-- Excerpt provided follows --

Saturday, December 5, 2009

flowers on the cheap

I don't claim to be an expert on flowers, but I really love them. Flowers seem like such a luxury, especially on our law school budget. They don't often make an appearance in our house, but tomorrow I am hosting a little holiday gathering to kick off a newly-minted 2010 book club, so it seemed a perfect opportunity to bring some flowers into the house.

When I purchase flowers I am always drawn to the priciest buds. Charlie says I have a sixth sense for picking out the most expensive things, so I am constantly trying to reign myself in (which is why I try to avoid my favorite flower shop at all costs).

But the truth is, you can achieve the look of a florist's arrangement for very little. My favorite challenge is to hit up the grocery store and to pick out the most inexpensive flowers I can find. I usually stick with a simple color palette and pick up a handful of each type of flower. One of my favorite, favorite cheap flowers is the carnation. This is a flower that pleases my expensive love of hydrangeas and my husband's budget conscious sensibilities. When the stems are gathered together to create larger blooms, they take on a life of their own.

-- Excerpt provided concluded --

**Try it**.
Can you copy the post on cheap flowers word for word, from "When I purchase" to "of their own."?

-- Listed records follows --

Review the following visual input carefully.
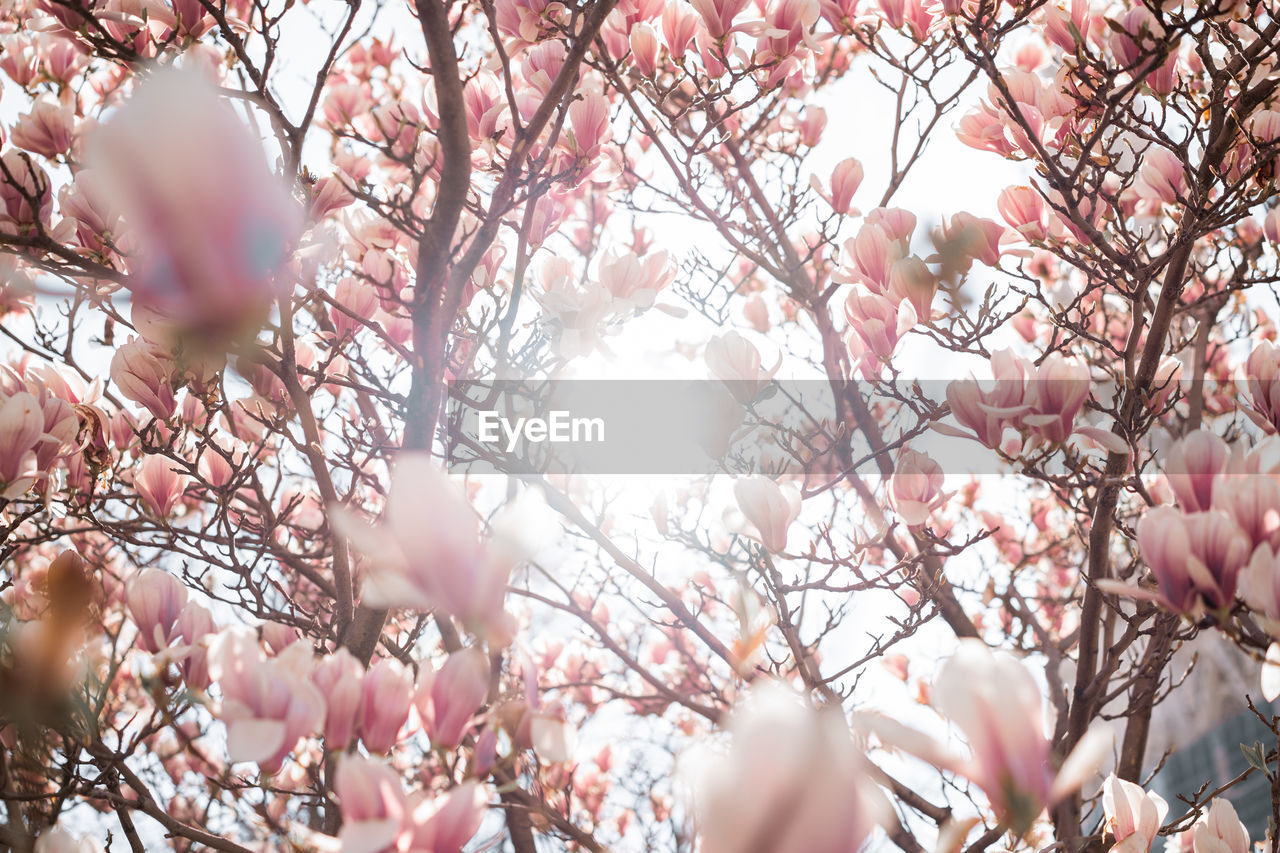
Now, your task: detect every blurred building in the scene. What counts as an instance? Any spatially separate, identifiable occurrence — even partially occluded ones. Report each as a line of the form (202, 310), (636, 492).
(1147, 631), (1276, 841)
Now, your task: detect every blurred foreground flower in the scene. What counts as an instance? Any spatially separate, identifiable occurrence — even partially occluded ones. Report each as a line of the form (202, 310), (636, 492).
(91, 70), (302, 347)
(329, 453), (545, 639)
(680, 681), (887, 853)
(859, 639), (1111, 835)
(330, 753), (489, 853)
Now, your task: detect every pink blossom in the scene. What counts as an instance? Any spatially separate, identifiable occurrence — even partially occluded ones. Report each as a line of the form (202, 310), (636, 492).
(937, 211), (1005, 272)
(1193, 798), (1253, 853)
(599, 248), (676, 310)
(1134, 146), (1187, 205)
(311, 648), (366, 752)
(568, 91), (613, 161)
(890, 450), (946, 528)
(823, 158), (863, 214)
(111, 338), (178, 420)
(0, 391), (45, 500)
(1102, 774), (1169, 853)
(677, 680), (886, 853)
(796, 106), (827, 149)
(209, 626), (325, 774)
(93, 70), (302, 343)
(703, 332), (782, 405)
(12, 97), (76, 159)
(1044, 0), (1089, 54)
(733, 476), (800, 553)
(1138, 506), (1253, 616)
(956, 104), (1016, 158)
(333, 753), (408, 853)
(360, 657), (413, 752)
(1165, 429), (1229, 512)
(329, 453), (515, 631)
(860, 639), (1111, 835)
(0, 150), (54, 237)
(947, 350), (1032, 447)
(887, 255), (938, 323)
(1020, 352), (1089, 443)
(169, 601), (218, 690)
(630, 23), (660, 77)
(133, 455), (187, 520)
(845, 284), (918, 361)
(413, 647), (489, 749)
(662, 3), (698, 61)
(997, 187), (1048, 242)
(408, 781), (489, 853)
(690, 0), (751, 40)
(125, 569), (187, 653)
(1262, 207), (1280, 243)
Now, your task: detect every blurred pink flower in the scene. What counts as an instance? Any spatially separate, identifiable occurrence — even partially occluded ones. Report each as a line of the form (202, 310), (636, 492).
(92, 70), (302, 345)
(111, 338), (178, 420)
(124, 569), (187, 652)
(10, 97), (76, 159)
(408, 781), (489, 853)
(859, 639), (1111, 835)
(1192, 798), (1253, 853)
(1138, 506), (1253, 617)
(703, 330), (782, 405)
(1102, 774), (1169, 853)
(360, 657), (413, 752)
(677, 680), (886, 853)
(733, 476), (800, 553)
(311, 648), (365, 752)
(413, 647), (489, 749)
(209, 626), (325, 774)
(1165, 429), (1230, 512)
(890, 450), (946, 528)
(133, 455), (187, 520)
(329, 453), (516, 634)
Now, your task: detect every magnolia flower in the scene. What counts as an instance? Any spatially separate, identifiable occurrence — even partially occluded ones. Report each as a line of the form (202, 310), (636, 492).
(329, 453), (516, 631)
(996, 187), (1048, 242)
(1121, 506), (1253, 617)
(311, 648), (365, 751)
(0, 391), (45, 500)
(360, 657), (413, 752)
(408, 781), (489, 853)
(209, 626), (325, 774)
(678, 680), (884, 853)
(1165, 429), (1229, 512)
(333, 753), (408, 853)
(845, 284), (916, 361)
(124, 569), (187, 652)
(12, 97), (76, 159)
(890, 450), (946, 528)
(1192, 798), (1252, 853)
(809, 158), (864, 214)
(703, 332), (782, 406)
(133, 456), (187, 519)
(1020, 352), (1089, 443)
(1244, 338), (1280, 433)
(1102, 774), (1169, 853)
(413, 647), (489, 749)
(733, 476), (800, 553)
(111, 338), (178, 420)
(943, 350), (1032, 447)
(600, 248), (676, 310)
(91, 70), (302, 343)
(859, 639), (1111, 835)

-- Listed records concluded --

**Answer to this task**.
When I purchase flowers I am always drawn to the priciest buds. Charlie says I have a sixth sense for picking out the most expensive things, so I am constantly trying to reign myself in (which is why I try to avoid my favorite flower shop at all costs).

But the truth is, you can achieve the look of a florist's arrangement for very little. My favorite challenge is to hit up the grocery store and to pick out the most inexpensive flowers I can find. I usually stick with a simple color palette and pick up a handful of each type of flower. One of my favorite, favorite cheap flowers is the carnation. This is a flower that pleases my expensive love of hydrangeas and my husband's budget conscious sensibilities. When the stems are gathered together to create larger blooms, they take on a life of their own.